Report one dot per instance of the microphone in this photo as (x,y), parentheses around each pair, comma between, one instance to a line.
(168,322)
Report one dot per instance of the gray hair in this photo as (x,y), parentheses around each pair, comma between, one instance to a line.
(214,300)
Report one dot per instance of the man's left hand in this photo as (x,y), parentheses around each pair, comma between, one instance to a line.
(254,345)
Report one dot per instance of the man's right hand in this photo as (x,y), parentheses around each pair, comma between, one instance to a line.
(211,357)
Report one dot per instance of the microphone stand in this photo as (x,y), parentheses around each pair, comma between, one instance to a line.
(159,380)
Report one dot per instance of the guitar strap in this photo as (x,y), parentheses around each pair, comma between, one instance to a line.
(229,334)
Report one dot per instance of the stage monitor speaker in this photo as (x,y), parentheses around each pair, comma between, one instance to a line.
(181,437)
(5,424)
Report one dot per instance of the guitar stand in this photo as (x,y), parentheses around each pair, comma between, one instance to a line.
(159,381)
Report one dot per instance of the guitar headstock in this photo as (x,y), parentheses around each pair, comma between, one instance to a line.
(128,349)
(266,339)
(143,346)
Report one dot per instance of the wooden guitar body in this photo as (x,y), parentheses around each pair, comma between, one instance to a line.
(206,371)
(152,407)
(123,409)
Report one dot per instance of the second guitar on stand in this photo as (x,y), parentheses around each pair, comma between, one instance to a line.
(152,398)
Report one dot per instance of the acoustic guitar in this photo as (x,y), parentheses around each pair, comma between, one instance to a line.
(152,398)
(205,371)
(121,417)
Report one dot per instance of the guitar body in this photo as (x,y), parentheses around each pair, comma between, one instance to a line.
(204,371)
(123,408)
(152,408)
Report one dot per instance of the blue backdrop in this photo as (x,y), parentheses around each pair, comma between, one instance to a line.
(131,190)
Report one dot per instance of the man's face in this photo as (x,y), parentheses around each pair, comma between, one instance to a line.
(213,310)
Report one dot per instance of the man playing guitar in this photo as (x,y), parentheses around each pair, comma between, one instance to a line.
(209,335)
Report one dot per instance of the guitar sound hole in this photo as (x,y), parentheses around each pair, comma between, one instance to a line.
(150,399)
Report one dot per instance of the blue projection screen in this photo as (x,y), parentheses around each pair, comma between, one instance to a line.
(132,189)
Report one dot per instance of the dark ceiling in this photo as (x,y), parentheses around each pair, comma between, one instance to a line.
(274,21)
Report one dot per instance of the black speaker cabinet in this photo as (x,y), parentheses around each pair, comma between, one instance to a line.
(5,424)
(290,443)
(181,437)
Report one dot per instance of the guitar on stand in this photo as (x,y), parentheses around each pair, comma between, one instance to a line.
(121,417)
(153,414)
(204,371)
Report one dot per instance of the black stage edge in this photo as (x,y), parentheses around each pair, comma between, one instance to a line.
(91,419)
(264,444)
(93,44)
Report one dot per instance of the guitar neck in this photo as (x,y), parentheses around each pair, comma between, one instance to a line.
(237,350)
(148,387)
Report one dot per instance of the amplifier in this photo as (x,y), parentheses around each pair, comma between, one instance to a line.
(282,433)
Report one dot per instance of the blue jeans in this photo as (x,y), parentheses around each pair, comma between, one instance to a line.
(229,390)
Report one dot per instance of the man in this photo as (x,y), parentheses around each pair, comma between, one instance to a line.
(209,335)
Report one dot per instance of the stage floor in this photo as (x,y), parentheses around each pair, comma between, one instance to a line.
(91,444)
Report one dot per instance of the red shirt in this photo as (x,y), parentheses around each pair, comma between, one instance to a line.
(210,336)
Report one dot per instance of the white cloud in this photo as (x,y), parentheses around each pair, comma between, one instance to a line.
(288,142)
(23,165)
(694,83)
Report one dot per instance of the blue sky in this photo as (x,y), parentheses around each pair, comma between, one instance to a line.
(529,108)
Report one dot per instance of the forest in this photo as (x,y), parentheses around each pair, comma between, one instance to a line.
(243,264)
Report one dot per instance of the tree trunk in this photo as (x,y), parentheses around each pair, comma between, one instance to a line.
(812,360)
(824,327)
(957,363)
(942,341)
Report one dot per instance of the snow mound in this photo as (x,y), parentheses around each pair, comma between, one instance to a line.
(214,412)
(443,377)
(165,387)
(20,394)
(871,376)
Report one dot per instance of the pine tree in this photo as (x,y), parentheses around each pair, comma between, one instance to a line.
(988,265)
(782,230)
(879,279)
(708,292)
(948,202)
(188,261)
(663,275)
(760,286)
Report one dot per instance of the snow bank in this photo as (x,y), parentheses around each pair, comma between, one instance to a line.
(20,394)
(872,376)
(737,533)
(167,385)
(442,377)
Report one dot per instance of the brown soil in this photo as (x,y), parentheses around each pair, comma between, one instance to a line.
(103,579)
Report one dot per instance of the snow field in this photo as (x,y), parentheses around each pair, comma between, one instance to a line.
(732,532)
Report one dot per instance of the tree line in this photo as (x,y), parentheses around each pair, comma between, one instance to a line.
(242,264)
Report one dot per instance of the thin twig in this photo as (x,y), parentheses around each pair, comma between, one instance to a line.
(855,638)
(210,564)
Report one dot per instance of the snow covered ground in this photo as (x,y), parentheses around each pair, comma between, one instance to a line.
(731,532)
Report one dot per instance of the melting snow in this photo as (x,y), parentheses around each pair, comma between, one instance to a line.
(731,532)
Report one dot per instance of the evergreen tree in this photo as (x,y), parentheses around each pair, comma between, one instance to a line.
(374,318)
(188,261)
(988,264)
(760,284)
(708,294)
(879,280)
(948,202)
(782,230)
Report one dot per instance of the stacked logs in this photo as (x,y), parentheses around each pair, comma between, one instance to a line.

* * *

■ DESCRIPTION OF THE TASK ■
Copy the data above exactly. Every line must be included.

■ SOLUTION TO THIS PROBLEM ■
Report one dot per instance of the microphone in this photo as (x,y), parentheses around each pair, comma between, one instance to a line.
(168,322)
Report one dot per instance of the gray hair in this photo as (x,y), parentheses around each pair, comma between, one instance to a line.
(214,300)
Report one dot per instance of the man's left hand in this photo as (x,y), parentheses around each pair, comma between, one instance to a line.
(254,345)
Report one dot per instance of the man's right hand in this photo as (x,y), parentheses around each pair, comma between, one instance to a line.
(211,357)
Report one dot per instance of the microphone stand in this photo as (x,y), parentheses around each pair, comma between, one instance to a line.
(159,380)
Report one dot per instance of the guitar strap in this photo as (x,y), parentheses around each pair, comma between, one instance to a line.
(229,334)
Report one dot per instance of the stage monitor speaker in this photo as (x,y), parentheses around each pair, comma between, one instance to a line.
(181,437)
(5,424)
Report one dot per instance of the guitar stand in this photo as (x,y), parentheses around each pair, comma between, one instance to a line.
(159,381)
Report one dot per instance of the guitar headstock in this photo as (x,y), parentheses around each pair, comma between, one instance to a line.
(128,349)
(266,339)
(143,346)
Report one dot per instance of the wooden guitar body in this photo as (x,y), parentheses around each pair, comma between, one instance to a line.
(206,371)
(152,407)
(123,409)
Report one dot per instance of the second guitar on stand in this photo as (x,y), parentheses around each pair, comma between, one instance to a line.
(152,398)
Report one dot per instance of the acoustic guitar in this photo as (x,y), parentheses around each pair, comma between, one instance to a line.
(152,398)
(205,371)
(121,417)
Report one dot per instance of the guitar body in this photo as (x,y), parentheses around each pair, comma between, one instance to a line.
(204,371)
(123,408)
(152,408)
Report one dot per instance of the blue backdrop in this photo as (x,y), parentheses around each pair, comma between, one instance to a line.
(131,190)
Report one dot per instance of the man's face in this photo as (x,y), parentheses around each pair, comma between, one instance to a line.
(213,310)
Report one dot per instance of the man playing guitar in this photo as (x,y), parentheses around each pair, comma between, one instance to a line.
(209,335)
Report one dot per instance of the guitar sound hole in this photo as (x,y), parentheses around each pair, comma between, one instance to a line.
(150,399)
Report one dot per instance of the blue projection screen in this photo as (x,y), parentheses around each pair, comma between, one instance to a line.
(132,189)
Report one dot per instance of the dark ceiling in this photo as (x,y), parentheses around each pair, comma between, one instance to a line.
(274,21)
Report one dot per instance of the black speaker cabinet in this photo as (x,y), parentheses around each pair, comma between, one instance to a line.
(5,424)
(290,443)
(181,437)
Report one dot per instance of the guitar on stand in this photo as (x,y), parentheses around each pair, comma between, one instance to a line.
(121,417)
(153,414)
(204,371)
Report one dot per instance of the black stage edge in this photo as (x,y), parentheses around each pair, comma between, one instance to a line.
(91,419)
(264,444)
(93,44)
Report one dot per instance of the guitar neck in this photo as (x,y), parentheses around each pair, comma between, one instance to a line.
(237,350)
(148,387)
Report one dot per instance of the amplifier in this photo as (x,y), parentheses around each pair, comma between, one instance to a line.
(282,433)
Report one dot per instance of the blue jeans in this photo as (x,y), parentheses around each pair, comma between, one instance to a line.
(229,390)
Report one dot per instance of the man in this photo as (x,y), parentheses around each pair, comma between, one instance to a line.
(209,335)
Report one dot per instance of the stage floor in this photo as (x,y), parentheses around each pair, comma between, one instance to a line.
(91,444)
Report one dot per instance of the red shirt in this photo as (x,y), parentheses around each pair, comma between, one instance to a line.
(210,336)
Report one dot per instance of the white cloud in this photo as (x,y), parentheses around each pair, comma between, one instance to a line.
(288,142)
(23,165)
(694,83)
Report one dot per instance of the blue sky in this photo as (x,y), parentheses around each pair, comma between, one instance to a line.
(529,108)
Report one dot per instance of the forest in this photo as (x,y), parentheses around each pair, comma between, one instance to a line.
(243,264)
Report one dot per instance of the tree trunk in this photo as (x,y), parentheses around each pair, comma between, one instance to a line.
(812,360)
(824,327)
(957,363)
(942,341)
Report one dot per instance of the snow mound in this photo as (x,y), parentheses around each pair, comma between, one instance to a line.
(214,412)
(443,377)
(165,387)
(20,394)
(871,376)
Report one dot per instance of the pine tree in this photo as (x,y), parentheses around each pair, comma between, one instance to a line.
(988,265)
(782,230)
(879,279)
(708,292)
(948,202)
(188,261)
(663,275)
(760,286)
Report one dot per instance of the snow bank in this photo as (x,y), parentheses around each pair, comma between, one instance to a line.
(20,394)
(872,376)
(737,533)
(167,385)
(442,377)
Report one dot per instance of the brown soil in this photo as (x,y), parentheses around each pair, comma between, one instance to a line.
(103,579)
Report one dot per instance of the snow field in this photo as (x,y), parentheses around each pair, comma between, one instance to a line.
(732,532)
Report one dot per instance of the tree line in this photo as (x,y), parentheses around each pair, comma between, one instance to a line.
(242,264)
Report one dot per instance of the thin twig in this photo as (x,y), parentheses around each pair, comma between, one instance to a line.
(855,638)
(210,564)
Report one dot per instance of the snow covered ground in this photo as (x,y), parentheses around each pair, comma between, one instance to a line.
(731,532)
Report one dot per instance of the melting snow in this photo as (x,y), parentheses around each pair, comma between, one instance to a line.
(731,532)
Report one dot per instance of the evergreen tree in this photo as (x,y), parentheses around each pair, comma between, one instance to a line.
(374,318)
(188,261)
(988,264)
(760,284)
(708,294)
(879,280)
(948,202)
(782,230)
Report one dot per instance of the stacked logs in this photo as (x,y), parentheses around each pair, comma between, one instance to a line.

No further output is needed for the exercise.